Excerpts from a point labeling dataset
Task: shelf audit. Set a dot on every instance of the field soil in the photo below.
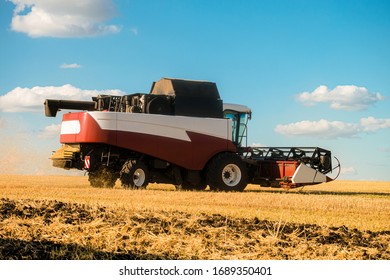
(62, 217)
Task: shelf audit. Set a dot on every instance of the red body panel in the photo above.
(192, 155)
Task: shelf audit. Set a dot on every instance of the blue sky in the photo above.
(314, 73)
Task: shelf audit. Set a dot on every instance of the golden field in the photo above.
(62, 217)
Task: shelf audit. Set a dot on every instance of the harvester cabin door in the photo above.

Problem to work on: Please extract every line of the entries above verbatim, leaving the pictures out of your answer.

Exercise output:
Task: shelf audit. Set a dot on every instance of the field soil in the photo below.
(62, 217)
Task: shelf audit. Set a dot on every instance of the red body panel in the photo above.
(192, 155)
Task: shelf audit. Set a dot on every instance of the blue sky in the photo above.
(314, 73)
Task: shelf audit. Set a dot on every instance of the golden field in the photo above.
(62, 217)
Task: shelf audit. Set a dot on every instance of the harvester cabin door in the photo above.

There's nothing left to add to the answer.